:: Exercise ::
Output exactly the lines below, starting with the line that has "Segment snowy hill from the image above." and going on through the line that has "Segment person in", both included, and no other lines.

=======

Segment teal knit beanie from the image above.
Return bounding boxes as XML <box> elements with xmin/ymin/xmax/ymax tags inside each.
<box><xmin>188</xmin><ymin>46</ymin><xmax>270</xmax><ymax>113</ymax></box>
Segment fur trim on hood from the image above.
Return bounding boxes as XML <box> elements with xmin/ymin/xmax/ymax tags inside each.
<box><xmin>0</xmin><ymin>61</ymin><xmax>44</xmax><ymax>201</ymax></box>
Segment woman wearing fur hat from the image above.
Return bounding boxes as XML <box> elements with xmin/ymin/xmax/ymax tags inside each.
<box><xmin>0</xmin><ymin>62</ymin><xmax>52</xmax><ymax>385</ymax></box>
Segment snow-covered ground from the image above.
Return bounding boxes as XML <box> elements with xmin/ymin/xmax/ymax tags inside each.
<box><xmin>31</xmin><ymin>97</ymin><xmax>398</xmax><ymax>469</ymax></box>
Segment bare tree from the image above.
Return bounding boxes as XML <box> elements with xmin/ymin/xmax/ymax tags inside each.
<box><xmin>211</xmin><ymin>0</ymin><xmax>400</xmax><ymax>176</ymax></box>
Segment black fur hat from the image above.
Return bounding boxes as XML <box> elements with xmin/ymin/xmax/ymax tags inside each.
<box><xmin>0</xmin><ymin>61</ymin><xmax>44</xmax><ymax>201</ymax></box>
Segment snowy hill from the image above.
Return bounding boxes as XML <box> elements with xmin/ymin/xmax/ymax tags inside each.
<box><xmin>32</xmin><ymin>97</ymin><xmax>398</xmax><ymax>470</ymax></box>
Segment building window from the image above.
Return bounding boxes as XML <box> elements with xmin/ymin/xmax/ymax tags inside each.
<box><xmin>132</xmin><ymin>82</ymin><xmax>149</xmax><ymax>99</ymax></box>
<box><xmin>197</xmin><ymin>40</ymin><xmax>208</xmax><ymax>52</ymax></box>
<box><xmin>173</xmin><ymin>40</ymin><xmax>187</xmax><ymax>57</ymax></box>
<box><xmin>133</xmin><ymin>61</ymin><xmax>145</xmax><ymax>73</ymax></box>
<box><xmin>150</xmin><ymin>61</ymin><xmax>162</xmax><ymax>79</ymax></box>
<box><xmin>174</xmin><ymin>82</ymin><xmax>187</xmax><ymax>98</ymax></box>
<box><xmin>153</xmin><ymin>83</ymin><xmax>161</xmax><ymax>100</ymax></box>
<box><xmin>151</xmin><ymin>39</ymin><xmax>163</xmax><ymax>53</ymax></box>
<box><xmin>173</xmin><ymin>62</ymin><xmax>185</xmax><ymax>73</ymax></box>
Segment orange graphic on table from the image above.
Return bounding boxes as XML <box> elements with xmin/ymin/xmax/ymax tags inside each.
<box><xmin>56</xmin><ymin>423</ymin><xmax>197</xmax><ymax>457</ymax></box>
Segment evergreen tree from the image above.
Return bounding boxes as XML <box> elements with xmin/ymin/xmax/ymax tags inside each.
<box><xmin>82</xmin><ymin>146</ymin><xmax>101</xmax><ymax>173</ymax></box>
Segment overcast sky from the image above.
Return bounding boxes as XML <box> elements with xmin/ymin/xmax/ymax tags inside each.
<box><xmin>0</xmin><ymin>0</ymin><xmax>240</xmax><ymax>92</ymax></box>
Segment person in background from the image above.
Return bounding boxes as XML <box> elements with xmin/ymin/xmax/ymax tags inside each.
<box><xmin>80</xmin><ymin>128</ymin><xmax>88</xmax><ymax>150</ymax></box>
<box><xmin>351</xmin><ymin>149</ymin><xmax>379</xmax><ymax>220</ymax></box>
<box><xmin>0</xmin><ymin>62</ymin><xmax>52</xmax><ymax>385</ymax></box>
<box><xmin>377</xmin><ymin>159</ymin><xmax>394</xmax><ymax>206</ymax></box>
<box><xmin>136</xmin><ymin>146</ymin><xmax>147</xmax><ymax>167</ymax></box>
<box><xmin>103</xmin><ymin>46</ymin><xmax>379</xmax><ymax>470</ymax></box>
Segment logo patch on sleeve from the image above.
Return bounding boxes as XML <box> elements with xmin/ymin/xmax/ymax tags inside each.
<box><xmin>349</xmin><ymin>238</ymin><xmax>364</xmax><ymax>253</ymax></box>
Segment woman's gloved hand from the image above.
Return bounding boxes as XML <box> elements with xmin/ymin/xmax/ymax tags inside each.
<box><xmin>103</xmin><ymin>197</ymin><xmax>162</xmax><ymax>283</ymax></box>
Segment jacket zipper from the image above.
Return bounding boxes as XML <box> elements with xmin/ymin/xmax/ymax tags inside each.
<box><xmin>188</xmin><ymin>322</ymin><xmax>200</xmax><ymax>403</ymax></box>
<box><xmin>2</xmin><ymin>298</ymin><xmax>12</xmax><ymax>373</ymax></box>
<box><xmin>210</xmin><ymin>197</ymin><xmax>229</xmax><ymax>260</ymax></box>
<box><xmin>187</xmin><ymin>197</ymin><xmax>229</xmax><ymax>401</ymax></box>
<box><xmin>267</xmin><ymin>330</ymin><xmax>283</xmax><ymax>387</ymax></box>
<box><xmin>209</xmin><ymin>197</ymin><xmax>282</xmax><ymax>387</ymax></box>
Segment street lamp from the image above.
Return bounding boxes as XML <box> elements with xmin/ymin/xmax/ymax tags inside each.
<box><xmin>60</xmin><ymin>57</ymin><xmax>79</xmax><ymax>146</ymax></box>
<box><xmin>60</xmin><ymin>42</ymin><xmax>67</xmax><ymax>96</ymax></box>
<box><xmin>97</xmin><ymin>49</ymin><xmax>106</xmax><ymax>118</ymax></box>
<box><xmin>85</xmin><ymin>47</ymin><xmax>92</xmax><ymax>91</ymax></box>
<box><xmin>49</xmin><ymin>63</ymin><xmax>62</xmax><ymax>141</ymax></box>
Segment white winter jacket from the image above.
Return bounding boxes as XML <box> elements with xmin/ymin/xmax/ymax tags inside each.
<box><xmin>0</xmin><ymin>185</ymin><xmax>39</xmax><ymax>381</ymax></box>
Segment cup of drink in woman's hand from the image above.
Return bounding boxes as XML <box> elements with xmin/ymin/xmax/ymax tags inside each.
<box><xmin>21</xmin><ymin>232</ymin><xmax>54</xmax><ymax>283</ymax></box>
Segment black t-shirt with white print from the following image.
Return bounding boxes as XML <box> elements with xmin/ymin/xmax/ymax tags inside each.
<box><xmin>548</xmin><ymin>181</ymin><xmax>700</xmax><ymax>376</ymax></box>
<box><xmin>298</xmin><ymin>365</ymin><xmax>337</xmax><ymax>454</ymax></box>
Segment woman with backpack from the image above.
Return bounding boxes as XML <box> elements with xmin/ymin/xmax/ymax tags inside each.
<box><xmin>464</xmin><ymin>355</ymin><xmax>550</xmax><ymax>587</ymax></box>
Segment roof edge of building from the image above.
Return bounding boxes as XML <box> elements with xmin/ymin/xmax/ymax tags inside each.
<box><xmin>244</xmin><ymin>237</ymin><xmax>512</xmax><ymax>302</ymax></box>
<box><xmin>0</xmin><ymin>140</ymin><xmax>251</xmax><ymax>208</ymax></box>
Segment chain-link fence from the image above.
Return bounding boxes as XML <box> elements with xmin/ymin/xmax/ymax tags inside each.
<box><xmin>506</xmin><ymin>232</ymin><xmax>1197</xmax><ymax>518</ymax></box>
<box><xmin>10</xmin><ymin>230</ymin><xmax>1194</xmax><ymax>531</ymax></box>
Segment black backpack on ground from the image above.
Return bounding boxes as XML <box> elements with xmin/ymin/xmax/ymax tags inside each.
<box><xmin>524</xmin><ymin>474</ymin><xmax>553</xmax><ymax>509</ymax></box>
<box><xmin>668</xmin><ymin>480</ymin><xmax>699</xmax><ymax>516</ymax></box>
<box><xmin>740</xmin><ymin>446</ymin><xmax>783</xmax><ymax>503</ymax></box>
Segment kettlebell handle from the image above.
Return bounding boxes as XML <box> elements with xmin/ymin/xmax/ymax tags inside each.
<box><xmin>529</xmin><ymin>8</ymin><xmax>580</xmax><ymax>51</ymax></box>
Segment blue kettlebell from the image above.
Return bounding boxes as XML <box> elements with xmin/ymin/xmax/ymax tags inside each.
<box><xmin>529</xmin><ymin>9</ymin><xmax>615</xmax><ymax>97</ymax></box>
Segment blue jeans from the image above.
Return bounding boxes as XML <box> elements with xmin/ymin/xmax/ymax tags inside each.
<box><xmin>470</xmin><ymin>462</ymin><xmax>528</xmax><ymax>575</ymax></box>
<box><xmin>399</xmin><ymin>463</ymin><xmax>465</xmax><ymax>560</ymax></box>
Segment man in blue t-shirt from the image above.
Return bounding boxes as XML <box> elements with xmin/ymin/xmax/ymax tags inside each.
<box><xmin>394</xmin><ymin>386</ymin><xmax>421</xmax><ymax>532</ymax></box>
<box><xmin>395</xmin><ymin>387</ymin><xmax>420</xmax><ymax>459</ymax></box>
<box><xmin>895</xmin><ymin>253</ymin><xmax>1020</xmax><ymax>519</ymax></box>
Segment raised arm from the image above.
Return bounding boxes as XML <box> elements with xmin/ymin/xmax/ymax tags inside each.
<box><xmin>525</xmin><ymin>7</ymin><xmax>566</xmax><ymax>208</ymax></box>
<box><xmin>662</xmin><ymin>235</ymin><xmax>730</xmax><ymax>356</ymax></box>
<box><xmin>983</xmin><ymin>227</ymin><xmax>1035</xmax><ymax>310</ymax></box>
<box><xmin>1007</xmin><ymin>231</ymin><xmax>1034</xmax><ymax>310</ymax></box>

=======

:: Task solution ::
Segment snowy hill from the image above.
Return bounding boxes as XML <box> elements with xmin/ymin/xmax/ymax tags inside each.
<box><xmin>32</xmin><ymin>97</ymin><xmax>398</xmax><ymax>470</ymax></box>
Segment building window from the image above.
Return bounding boxes as XML <box> elements with xmin/ymin/xmax/ymax tags inside each.
<box><xmin>132</xmin><ymin>82</ymin><xmax>149</xmax><ymax>99</ymax></box>
<box><xmin>197</xmin><ymin>40</ymin><xmax>208</xmax><ymax>52</ymax></box>
<box><xmin>173</xmin><ymin>40</ymin><xmax>187</xmax><ymax>57</ymax></box>
<box><xmin>133</xmin><ymin>61</ymin><xmax>145</xmax><ymax>73</ymax></box>
<box><xmin>150</xmin><ymin>61</ymin><xmax>162</xmax><ymax>79</ymax></box>
<box><xmin>174</xmin><ymin>82</ymin><xmax>187</xmax><ymax>98</ymax></box>
<box><xmin>153</xmin><ymin>83</ymin><xmax>161</xmax><ymax>100</ymax></box>
<box><xmin>151</xmin><ymin>39</ymin><xmax>163</xmax><ymax>53</ymax></box>
<box><xmin>173</xmin><ymin>62</ymin><xmax>185</xmax><ymax>73</ymax></box>
Segment orange graphic on table from the image above.
Return bounding boxes as XML <box> elements with xmin/ymin/xmax/ymax tags inside each.
<box><xmin>56</xmin><ymin>423</ymin><xmax>197</xmax><ymax>457</ymax></box>
Segment evergreen tree from the image above.
Return bounding boxes as XML <box> elements with xmin/ymin/xmax/ymax tags inside each.
<box><xmin>82</xmin><ymin>146</ymin><xmax>101</xmax><ymax>173</ymax></box>
Segment overcast sky from the image above.
Return bounding boxes as XML <box> elements with xmin/ymin/xmax/ymax tags inside each.
<box><xmin>0</xmin><ymin>0</ymin><xmax>240</xmax><ymax>92</ymax></box>
Segment person in background from the image above.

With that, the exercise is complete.